(Actions to take):
A. For the excerpt on LDS banks below, state whether each statement agrees with it, answering yes or no and quoting the deciding words: (i) The reply holds that a generic LDS buffer is guaranteed to start at bank 0. (ii) The reply says that with buffers blah[19] and meh[32], meh[0] sits on bank 19. (iii) The reply says buffer placement alters modulo operations on the buffer addressing.
B. Using the excerpt on LDS banks below, explain why the reply answers "No" to the assumption that index 0 of a local buffer of integers accesses bank 0.
C. Carry the excerpt on LDS banks below forward, picking up after its final sentence.

(Excerpt):
--- BEGIN ---

Finally AMD also talks about with 32 bank divisions, the part of the byte that determines where it is placed in the bank is the 6:2 bits, the 2nd through 6th bits, which I guess makes sense, the first two bits corrispond to the byte order position within a bank 4 byte partition, and the 5 bits in between would address the 2^5 = 32 bank partitions, am I correct in assuming that this shouldn't affect indexing to make sure you avoid bank conflicts though? indexing into a local buffer of integers, indexing into position 0 would access bank 0, 32 would access bank 0, 63 would access bank 31, 129 would access bank 1, etc correct?

No, because there's no guarantee a generic LDS buffer is allocated starting from bank 0.

In my experience, they are concatenated so if you have two buffers, local uint blah[19] and uint meh[32] then meh[0] is on bank 19.

However this does not affect modulo operations on the buffer addressing so in terms of access conflicts you are correct. Sort of.

--- END ---

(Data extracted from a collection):
--- BEGIN ---

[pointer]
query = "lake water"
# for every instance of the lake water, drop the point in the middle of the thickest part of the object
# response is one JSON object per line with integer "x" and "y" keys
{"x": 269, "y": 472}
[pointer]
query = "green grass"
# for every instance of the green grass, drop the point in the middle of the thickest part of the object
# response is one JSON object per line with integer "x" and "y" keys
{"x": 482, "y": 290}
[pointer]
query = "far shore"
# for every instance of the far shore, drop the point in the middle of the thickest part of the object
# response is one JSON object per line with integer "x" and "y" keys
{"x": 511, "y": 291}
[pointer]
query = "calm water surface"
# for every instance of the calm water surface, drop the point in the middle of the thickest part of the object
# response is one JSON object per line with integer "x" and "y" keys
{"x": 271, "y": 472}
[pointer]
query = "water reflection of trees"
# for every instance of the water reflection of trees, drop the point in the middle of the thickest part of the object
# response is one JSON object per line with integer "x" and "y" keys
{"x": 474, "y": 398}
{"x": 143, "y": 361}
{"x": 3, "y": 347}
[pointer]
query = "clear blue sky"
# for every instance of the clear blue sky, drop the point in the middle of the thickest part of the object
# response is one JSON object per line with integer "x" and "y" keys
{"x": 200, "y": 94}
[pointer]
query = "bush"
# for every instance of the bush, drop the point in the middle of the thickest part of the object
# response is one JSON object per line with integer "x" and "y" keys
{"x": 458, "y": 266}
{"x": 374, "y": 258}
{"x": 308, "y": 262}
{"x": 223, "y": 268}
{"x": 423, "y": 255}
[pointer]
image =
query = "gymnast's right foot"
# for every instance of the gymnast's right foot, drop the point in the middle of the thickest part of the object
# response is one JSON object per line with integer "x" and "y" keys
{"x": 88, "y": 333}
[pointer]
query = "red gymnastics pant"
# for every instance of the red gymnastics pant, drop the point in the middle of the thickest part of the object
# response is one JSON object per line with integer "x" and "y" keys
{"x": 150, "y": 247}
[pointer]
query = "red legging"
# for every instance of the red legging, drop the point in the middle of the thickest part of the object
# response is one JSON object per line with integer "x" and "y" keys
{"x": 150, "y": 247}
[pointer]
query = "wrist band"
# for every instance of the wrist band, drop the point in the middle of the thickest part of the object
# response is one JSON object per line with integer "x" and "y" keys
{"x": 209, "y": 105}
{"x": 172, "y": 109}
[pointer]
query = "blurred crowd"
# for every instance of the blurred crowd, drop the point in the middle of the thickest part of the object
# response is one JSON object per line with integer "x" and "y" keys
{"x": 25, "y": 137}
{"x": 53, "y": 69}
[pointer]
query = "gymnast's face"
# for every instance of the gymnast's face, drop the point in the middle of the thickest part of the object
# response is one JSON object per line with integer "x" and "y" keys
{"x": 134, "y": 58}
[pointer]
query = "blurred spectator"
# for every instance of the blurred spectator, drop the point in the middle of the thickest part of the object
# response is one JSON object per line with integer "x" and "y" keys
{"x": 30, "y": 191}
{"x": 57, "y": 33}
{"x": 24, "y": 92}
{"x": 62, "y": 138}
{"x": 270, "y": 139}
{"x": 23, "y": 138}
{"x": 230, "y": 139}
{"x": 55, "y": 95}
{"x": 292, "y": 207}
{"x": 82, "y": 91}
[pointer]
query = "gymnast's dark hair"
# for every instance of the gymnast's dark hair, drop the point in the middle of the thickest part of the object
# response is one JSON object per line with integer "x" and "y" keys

--- END ---

(Responses in order):
A. (i) No: "there's no guarantee a generic LDS buffer is allocated starting from bank 0." (ii) Yes: "then meh[0] is on bank 19." (iii) No: "However this does not affect modulo operations on the buffer addressing"

B. The reply answers "No" because a generic LDS buffer is not guaranteed to be allocated starting from bank 0. In the reply's experience, buffers are concatenated, so with local uint blah[19] and uint meh[32], meh[0] is on bank 19 rather than bank 0.

C.
Additionally they seem to imply Local memory isn't LDS, which is even more confusing because every one appears to consider local LDS and people talk about bank conflicts there all the time.

Do they? Where? Maybe they consider LDS the whole physical construct including the access dispatchers.

Half warps aren't a physical special hardware thing are they?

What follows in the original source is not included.